- Entries -
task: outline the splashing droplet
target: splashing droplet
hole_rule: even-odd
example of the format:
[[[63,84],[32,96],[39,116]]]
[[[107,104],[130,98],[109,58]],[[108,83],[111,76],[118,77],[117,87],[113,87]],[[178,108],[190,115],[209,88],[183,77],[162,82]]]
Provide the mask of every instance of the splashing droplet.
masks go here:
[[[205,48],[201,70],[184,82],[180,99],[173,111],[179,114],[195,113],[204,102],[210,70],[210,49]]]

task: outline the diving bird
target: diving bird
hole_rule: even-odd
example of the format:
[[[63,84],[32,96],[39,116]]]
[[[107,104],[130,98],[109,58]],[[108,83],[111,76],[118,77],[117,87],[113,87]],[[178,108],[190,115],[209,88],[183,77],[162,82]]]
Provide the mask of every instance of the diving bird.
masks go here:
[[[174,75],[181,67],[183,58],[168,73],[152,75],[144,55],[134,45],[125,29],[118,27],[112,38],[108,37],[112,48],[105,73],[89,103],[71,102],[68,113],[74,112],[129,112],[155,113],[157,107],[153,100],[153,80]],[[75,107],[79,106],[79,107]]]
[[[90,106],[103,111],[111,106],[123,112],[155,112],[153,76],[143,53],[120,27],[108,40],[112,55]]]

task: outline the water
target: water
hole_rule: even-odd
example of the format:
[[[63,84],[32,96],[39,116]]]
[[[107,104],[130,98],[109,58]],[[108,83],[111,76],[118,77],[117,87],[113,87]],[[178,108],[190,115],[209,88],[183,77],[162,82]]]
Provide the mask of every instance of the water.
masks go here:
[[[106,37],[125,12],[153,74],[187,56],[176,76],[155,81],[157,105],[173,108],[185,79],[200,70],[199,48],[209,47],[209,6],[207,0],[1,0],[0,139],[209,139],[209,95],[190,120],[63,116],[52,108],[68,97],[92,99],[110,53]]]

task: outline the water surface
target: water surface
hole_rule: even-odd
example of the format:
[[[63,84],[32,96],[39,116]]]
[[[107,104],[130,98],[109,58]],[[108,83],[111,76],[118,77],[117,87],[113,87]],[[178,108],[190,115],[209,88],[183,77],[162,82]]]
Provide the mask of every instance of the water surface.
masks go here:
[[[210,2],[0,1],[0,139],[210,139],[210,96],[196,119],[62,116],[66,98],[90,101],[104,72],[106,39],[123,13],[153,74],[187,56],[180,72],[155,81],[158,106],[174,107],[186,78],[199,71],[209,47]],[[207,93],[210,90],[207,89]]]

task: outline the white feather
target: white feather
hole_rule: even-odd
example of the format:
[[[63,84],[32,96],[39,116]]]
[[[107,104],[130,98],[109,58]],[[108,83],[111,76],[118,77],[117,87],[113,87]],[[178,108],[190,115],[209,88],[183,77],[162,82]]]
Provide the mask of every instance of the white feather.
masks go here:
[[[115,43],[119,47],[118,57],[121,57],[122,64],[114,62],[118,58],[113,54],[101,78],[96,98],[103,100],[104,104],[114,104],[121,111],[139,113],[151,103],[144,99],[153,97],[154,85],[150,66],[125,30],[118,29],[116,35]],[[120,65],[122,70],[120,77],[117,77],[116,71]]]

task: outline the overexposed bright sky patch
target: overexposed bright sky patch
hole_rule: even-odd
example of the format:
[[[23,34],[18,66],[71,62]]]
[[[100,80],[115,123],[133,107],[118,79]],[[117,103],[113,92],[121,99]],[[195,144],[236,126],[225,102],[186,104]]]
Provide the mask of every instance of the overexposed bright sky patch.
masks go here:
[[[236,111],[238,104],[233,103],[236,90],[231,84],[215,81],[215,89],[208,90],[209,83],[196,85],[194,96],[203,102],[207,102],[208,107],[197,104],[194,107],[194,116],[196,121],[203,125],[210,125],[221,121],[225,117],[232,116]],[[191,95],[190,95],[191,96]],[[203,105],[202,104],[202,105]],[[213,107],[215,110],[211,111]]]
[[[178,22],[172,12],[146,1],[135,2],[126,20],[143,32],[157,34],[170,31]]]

- The task -
Output every line of all the records above as a numbered list, omitting the blank lines.

- Exercise result -
1. task: outline the splashing droplet
2. target: splashing droplet
3. hole_rule: even-odd
4. example of the format:
5. [[[63,84],[32,96],[39,116]]]
6. [[[107,104],[130,98],[109,58]],[[108,83],[111,76],[118,77],[117,87],[113,87]],[[178,108],[190,115],[209,88],[183,77],[162,82]]]
7. Provide the mask of every instance of the splashing droplet.
8. masks go here:
9. [[[205,48],[201,70],[184,82],[180,99],[173,111],[179,114],[195,113],[204,102],[210,70],[210,49]]]
10. task: outline the diving bird
11. target: diving bird
12. hole_rule: even-odd
13. example of the format:
14. [[[63,84],[32,96],[39,116]]]
15. [[[107,104],[130,98],[109,58]],[[108,83],[111,76],[118,77],[117,87],[113,87]],[[178,108],[190,115],[209,88],[183,77],[162,82]]]
16. Provide the mask of every instance of the diving bird.
17. masks go here:
18. [[[174,75],[181,67],[183,58],[168,73],[152,75],[144,55],[134,45],[125,29],[118,27],[112,38],[108,37],[112,48],[105,73],[89,103],[71,102],[68,113],[74,112],[129,112],[155,113],[157,107],[153,100],[153,80]],[[75,107],[79,106],[79,107]]]
19. [[[90,106],[103,111],[111,106],[123,112],[155,112],[153,76],[143,53],[120,27],[108,40],[112,55]]]
20. task: outline the water
21. target: water
22. hole_rule: even-odd
23. example of the format:
24. [[[63,84],[32,96],[39,116]]]
25. [[[107,104],[130,98],[109,58]],[[108,83],[111,76],[118,77],[117,87],[113,87]],[[178,108],[190,115],[209,88],[183,77],[162,82]]]
26. Provide the mask of every instance of the water.
27. masks go here:
28. [[[106,37],[125,12],[153,74],[187,56],[176,76],[155,81],[157,105],[173,108],[185,79],[200,70],[199,48],[209,47],[209,6],[207,0],[1,0],[0,139],[209,139],[209,95],[190,120],[63,116],[52,108],[68,97],[92,99],[110,53]]]
29. task: outline the water surface
30. target: water surface
31. hole_rule: even-odd
32. example of the format:
33. [[[63,84],[32,96],[39,116]]]
34. [[[107,104],[130,98],[109,58]],[[108,83],[111,76],[118,77],[117,87],[113,87]],[[178,108],[190,115],[209,88],[183,77],[162,82]]]
35. Provide the mask of every instance of the water surface.
36. masks go here:
37. [[[210,2],[0,1],[0,139],[210,139],[210,96],[196,119],[62,116],[66,98],[90,101],[104,72],[106,39],[123,13],[153,74],[187,56],[180,72],[155,81],[158,106],[174,107],[186,78],[199,71],[209,47]],[[207,93],[210,90],[207,89]]]
38. task: outline the white feather
39. target: white feather
40. hole_rule: even-odd
41. example of the format:
42. [[[63,84],[32,96],[39,116]]]
43. [[[107,104],[130,98],[109,58]],[[108,83],[111,76],[118,77],[117,87],[113,87]],[[178,108],[190,115],[209,88],[183,77],[162,82]]]
44. Provide the mask of every instance of the white feather.
45. masks go here:
46. [[[115,43],[119,47],[118,57],[121,57],[122,64],[114,62],[118,58],[113,54],[101,78],[96,98],[103,100],[104,104],[114,104],[121,111],[139,113],[151,103],[144,99],[153,97],[154,85],[150,66],[125,30],[118,29],[116,35]],[[120,65],[122,70],[120,77],[117,77],[116,71]]]
47. task: outline the overexposed bright sky patch
48. target: overexposed bright sky patch
49. hole_rule: even-odd
50. example of the format:
51. [[[23,34],[18,66],[71,62]]]
52. [[[100,80],[115,123],[133,107],[118,79]],[[117,103],[113,92],[121,99]],[[195,144],[236,126],[225,102],[186,104]]]
53. Provide the mask of every instance of the overexposed bright sky patch.
54. masks go here:
55. [[[236,111],[238,104],[233,103],[236,90],[231,84],[215,81],[215,89],[208,90],[209,83],[196,85],[194,96],[203,102],[207,102],[208,107],[197,104],[194,107],[194,116],[196,121],[203,125],[210,125],[221,121],[225,117],[232,116]],[[191,95],[190,95],[191,96]],[[203,105],[202,104],[202,105]],[[213,107],[215,110],[211,111]]]
56. [[[178,22],[172,12],[146,1],[135,2],[126,20],[143,32],[157,34],[170,31]]]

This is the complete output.